Directions. In the entries below, every line that contains "tree" must be located and copied.
[[ Records for processing, beginning ]]
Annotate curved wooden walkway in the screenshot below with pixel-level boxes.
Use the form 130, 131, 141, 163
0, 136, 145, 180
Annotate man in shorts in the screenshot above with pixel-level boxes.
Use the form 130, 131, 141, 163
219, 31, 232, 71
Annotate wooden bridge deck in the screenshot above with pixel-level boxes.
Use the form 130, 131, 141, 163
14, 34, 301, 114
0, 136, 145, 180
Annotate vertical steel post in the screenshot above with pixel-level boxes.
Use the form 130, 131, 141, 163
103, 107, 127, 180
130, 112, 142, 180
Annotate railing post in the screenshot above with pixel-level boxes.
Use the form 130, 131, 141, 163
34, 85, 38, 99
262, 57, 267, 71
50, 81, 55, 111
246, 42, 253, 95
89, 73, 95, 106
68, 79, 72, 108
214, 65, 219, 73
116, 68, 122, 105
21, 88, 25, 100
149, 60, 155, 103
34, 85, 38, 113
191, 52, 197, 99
[[ Records for processing, end ]]
[[ Records for processing, beginning ]]
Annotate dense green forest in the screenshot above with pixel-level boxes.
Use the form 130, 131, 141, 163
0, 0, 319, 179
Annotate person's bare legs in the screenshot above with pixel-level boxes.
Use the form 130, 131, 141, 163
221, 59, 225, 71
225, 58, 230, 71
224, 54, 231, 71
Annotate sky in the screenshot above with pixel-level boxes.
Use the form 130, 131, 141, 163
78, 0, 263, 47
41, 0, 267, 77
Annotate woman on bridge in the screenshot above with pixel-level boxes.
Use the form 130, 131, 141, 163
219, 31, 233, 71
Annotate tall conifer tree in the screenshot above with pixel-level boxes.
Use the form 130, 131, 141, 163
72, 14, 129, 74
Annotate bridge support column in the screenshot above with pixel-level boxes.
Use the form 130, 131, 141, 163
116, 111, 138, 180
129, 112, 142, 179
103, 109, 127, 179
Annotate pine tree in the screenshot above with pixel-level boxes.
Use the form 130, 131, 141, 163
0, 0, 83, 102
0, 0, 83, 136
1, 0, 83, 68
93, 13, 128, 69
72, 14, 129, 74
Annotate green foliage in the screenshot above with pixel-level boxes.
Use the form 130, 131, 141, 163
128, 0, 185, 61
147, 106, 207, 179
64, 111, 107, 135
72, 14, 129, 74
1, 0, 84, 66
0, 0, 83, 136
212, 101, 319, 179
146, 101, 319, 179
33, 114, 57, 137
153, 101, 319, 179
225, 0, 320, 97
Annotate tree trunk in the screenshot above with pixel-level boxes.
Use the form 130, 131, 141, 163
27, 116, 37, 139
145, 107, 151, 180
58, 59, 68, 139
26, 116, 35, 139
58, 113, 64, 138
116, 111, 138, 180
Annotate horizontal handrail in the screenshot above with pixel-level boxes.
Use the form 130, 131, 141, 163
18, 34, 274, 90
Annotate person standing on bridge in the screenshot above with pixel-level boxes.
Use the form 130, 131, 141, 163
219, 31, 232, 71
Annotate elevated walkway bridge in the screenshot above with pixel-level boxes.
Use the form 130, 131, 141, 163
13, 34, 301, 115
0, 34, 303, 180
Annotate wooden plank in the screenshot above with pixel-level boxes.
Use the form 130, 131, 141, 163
[[ Records for processing, end ]]
[[ Records for processing, beginning ]]
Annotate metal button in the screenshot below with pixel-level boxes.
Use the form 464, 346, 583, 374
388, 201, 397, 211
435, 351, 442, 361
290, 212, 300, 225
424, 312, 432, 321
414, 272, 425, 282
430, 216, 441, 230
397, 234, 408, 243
[[ Records for processing, end ]]
Completed task.
Annotate tall conifer tree in the screenshot above with pixel-level boxes.
Annotate pine tree in the screenshot above with pixel-level boxes.
Annotate tree trunk in the screenshot above with pixel-level boxes.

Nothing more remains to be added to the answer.